TEKSTFRAGMENT:

⟨

Een bloempotkapsel, opgewonden en hitsig. Thuis wisten ze dan dat pa weer naar de kapper was geweest. Wilde je als barbier in de jaren twintig van de vorige eeuw meetellen, dan moest je naast een kam, schaar, tondeuse, scheermes én schuim ook over De Lach beschikken. De figaro die dat laatste niet in zijn zaak had, kon de tent wel sluiten. De Lach was Nederlands allereerste pikante tijdschrift met een broeierig soort, stiekeme, erotiek. Een prehistorische Playboy vol foto’s van schaars geklede vrouwen. Zéér gewaagd in de calvinistische twenties. De Lach , door wereldverbeteraars een ‘vies boekie’ genoemd, werd bij voorkeur bij de kapper ‘genuttigd’, dan wist moeder thuis niet wat voor vunzigheid pa allemaal zat te lezen. Niet vreemd dat, vér voor ze naar Europa én Nederland kwam, iedere knuppel ‘in den lande’ al wist wie Josephine Baker was.
Josephine, de Zwarte Venus, afkomstig uit het diepe donkere zuiden van Amerika, was de vlees geworden natte droom van ieder brave huisvader. Als jonge, mooie vrouw was ze op het Newyorkse Broadway dé grote vedette. Al kontschuddend, met opzwepende bewegingen in een niets verhullend bananenrokje, liet ze het puriteinse publiek blozen. Midden jaren twintig kwam Baker, als eerste, in een lange rij van zwarte Amerikaanse artiesten, naar Europa, en is nooit meer weg gegaan. De Folies Bergère in Parijs was maanden lang uitverkocht. Ook Nederland mocht kennismaken met het fenomeen Baker. In augustus 1928 kwam sexy Fien naar Nederland.

⟩

GETOONDE GEGEVENS:

⟨

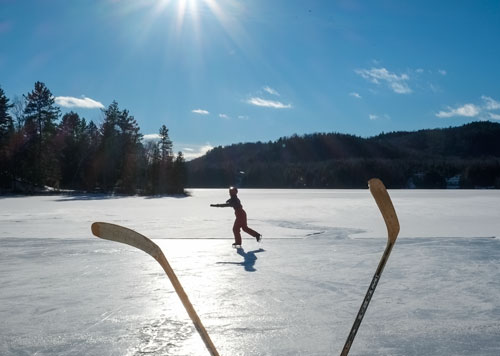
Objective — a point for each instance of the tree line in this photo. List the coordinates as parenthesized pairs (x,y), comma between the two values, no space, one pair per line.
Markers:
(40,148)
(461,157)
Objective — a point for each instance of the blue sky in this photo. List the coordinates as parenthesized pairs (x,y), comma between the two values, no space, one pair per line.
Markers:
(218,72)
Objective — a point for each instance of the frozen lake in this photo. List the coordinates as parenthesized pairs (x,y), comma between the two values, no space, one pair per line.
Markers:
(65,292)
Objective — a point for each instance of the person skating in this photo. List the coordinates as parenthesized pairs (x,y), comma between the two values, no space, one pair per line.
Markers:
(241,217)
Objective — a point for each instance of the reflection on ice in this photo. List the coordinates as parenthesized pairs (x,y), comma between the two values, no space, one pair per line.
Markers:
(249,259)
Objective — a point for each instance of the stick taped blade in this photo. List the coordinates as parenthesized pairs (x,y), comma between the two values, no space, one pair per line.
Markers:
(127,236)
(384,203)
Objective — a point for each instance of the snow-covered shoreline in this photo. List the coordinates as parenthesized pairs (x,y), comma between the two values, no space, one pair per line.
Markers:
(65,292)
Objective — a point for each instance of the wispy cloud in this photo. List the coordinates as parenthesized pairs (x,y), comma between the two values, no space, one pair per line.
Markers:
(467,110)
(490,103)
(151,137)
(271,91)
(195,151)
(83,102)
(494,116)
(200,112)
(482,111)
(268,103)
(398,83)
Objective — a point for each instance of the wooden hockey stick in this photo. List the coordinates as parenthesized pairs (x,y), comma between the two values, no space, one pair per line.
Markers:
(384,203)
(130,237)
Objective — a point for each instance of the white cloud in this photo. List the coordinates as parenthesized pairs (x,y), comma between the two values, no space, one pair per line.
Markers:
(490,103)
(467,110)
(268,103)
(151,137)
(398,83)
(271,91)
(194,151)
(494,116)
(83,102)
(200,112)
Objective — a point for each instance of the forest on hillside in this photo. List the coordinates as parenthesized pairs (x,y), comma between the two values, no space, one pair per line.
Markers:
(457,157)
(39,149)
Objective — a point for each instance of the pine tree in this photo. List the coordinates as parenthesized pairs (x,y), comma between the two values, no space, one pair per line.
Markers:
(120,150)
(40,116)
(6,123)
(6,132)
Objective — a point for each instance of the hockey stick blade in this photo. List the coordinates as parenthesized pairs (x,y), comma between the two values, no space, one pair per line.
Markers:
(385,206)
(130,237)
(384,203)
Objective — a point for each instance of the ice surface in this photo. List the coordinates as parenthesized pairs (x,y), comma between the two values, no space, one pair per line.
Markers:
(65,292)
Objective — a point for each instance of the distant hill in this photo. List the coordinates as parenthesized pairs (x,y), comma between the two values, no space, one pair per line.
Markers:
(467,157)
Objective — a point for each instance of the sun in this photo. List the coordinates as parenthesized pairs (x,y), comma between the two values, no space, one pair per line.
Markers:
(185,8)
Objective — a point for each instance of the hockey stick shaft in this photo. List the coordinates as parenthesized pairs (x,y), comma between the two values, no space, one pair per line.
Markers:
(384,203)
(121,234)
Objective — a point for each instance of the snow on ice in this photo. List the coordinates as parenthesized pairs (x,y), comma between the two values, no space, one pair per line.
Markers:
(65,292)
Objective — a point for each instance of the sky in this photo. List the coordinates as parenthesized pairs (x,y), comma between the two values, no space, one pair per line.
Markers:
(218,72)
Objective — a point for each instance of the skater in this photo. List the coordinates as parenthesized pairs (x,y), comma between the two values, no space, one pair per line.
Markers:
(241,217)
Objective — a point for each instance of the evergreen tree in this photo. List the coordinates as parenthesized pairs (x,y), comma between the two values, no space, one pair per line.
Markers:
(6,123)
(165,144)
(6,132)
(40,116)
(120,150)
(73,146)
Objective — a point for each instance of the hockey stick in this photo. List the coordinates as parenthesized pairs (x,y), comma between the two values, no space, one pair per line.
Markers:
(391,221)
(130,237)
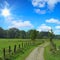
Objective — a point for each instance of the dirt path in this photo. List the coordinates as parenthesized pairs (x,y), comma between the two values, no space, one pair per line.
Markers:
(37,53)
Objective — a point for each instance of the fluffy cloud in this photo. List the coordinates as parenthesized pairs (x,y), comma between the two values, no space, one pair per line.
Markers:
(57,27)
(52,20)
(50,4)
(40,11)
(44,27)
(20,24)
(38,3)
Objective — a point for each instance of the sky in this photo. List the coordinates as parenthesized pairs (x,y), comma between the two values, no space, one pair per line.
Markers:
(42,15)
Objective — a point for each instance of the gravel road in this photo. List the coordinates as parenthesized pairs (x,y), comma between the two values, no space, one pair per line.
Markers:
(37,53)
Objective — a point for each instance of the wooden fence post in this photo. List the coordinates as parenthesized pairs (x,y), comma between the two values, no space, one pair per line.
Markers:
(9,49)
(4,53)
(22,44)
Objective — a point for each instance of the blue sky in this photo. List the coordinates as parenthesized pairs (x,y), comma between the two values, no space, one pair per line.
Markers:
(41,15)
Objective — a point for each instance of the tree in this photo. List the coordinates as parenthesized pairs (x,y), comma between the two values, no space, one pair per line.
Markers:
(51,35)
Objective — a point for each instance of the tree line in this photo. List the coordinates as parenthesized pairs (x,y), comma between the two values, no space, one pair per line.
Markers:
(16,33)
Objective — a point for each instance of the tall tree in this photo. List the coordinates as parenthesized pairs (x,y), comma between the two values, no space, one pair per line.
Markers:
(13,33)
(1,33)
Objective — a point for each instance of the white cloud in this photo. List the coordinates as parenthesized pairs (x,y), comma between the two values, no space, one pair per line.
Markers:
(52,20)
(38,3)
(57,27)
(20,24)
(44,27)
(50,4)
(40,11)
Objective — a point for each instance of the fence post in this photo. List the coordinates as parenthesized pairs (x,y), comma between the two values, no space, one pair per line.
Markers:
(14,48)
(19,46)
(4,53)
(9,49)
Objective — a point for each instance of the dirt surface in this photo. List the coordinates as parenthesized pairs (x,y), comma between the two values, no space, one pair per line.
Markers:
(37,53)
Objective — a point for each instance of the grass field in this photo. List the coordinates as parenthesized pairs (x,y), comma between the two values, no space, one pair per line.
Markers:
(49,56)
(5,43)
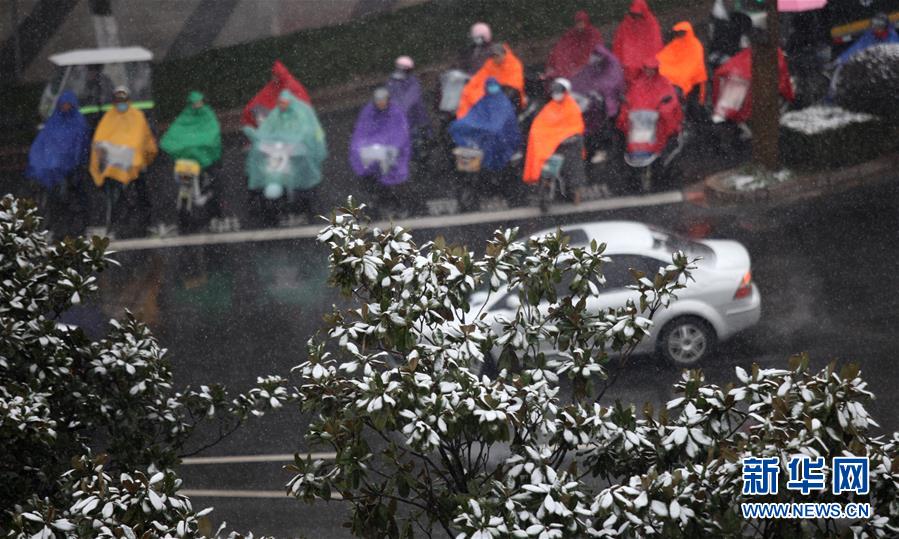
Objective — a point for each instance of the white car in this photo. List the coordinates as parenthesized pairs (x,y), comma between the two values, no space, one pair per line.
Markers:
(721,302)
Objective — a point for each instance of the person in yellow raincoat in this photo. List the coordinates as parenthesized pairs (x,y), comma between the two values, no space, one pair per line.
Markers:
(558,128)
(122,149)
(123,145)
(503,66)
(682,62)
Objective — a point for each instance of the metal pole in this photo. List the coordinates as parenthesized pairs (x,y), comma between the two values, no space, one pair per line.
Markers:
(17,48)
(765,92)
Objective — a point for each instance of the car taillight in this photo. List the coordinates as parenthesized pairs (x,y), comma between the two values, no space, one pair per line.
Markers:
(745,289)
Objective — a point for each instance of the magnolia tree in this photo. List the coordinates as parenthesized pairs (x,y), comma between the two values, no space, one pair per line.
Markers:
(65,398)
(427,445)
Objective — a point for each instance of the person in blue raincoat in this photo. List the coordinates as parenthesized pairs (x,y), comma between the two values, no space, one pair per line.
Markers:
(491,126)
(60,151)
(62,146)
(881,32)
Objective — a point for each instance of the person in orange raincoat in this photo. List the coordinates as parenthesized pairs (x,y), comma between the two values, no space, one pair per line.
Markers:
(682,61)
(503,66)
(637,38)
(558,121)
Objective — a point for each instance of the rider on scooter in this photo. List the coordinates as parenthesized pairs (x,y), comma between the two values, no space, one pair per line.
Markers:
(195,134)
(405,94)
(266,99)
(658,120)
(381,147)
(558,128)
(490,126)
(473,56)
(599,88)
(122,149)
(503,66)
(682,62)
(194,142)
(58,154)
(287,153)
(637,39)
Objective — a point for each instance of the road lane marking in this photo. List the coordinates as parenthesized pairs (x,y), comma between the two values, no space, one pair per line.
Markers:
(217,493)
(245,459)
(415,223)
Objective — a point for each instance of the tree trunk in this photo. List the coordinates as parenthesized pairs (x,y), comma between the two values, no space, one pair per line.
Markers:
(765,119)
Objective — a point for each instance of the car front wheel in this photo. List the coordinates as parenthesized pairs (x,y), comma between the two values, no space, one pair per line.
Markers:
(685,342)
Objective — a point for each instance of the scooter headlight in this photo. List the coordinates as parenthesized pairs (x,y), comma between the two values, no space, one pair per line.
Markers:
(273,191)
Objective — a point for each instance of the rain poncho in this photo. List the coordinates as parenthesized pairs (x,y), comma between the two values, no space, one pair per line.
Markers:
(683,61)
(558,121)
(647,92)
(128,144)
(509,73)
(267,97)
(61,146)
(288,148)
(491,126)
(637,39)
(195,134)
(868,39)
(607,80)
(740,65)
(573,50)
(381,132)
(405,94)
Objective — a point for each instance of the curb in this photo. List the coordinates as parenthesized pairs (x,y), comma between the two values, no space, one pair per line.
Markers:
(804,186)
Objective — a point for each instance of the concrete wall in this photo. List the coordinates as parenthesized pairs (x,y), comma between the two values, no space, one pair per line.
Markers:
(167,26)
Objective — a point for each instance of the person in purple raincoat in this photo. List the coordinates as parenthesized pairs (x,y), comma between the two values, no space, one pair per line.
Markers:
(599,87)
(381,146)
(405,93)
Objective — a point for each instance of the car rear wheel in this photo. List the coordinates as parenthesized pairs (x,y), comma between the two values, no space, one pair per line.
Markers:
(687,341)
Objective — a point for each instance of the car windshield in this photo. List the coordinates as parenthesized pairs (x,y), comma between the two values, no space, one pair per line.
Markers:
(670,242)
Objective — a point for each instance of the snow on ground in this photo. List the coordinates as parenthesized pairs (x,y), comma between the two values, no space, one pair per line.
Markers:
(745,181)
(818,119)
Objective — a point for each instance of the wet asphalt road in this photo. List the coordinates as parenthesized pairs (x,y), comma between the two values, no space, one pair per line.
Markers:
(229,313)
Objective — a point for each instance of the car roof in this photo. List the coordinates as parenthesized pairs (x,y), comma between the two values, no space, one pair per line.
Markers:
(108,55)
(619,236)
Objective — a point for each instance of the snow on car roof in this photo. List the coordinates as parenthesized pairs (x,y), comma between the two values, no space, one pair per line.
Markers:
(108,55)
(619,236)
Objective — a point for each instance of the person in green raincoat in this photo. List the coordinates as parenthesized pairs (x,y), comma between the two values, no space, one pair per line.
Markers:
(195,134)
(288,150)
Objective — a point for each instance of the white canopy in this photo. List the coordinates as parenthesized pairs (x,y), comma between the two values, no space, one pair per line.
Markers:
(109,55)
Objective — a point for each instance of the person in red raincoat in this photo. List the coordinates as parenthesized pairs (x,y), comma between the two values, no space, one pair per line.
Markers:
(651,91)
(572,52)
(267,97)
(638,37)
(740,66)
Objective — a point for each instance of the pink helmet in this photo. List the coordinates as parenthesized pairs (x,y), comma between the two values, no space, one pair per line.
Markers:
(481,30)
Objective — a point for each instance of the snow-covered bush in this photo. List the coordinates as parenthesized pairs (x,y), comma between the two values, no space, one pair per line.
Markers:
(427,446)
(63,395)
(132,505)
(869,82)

⟩

JOUW OPDRACHT:
Geef het fragment opnieuw weer, te beginnen bij "Een bloempotkapsel, opgewonden" en doorlopend tot en met "Josephine Baker was.", en hernoem daarin "kapper" overal tot "kapsalon".

ANTWOORD:
Een bloempotkapsel, opgewonden en hitsig. Thuis wisten ze dan dat pa weer naar de kapsalon was geweest. Wilde je als barbier in de jaren twintig van de vorige eeuw meetellen, dan moest je naast een kam, schaar, tondeuse, scheermes én schuim ook over De Lach beschikken. De figaro die dat laatste niet in zijn zaak had, kon de tent wel sluiten. De Lach was Nederlands allereerste pikante tijdschrift met een broeierig soort, stiekeme, erotiek. Een prehistorische Playboy vol foto’s van schaars geklede vrouwen. Zéér gewaagd in de calvinistische twenties. De Lach , door wereldverbeteraars een ‘vies boekie’ genoemd, werd bij voorkeur bij de kapsalon ‘genuttigd’, dan wist moeder thuis niet wat voor vunzigheid pa allemaal zat te lezen. Niet vreemd dat, vér voor ze naar Europa én Nederland kwam, iedere knuppel ‘in den lande’ al wist wie Josephine Baker was.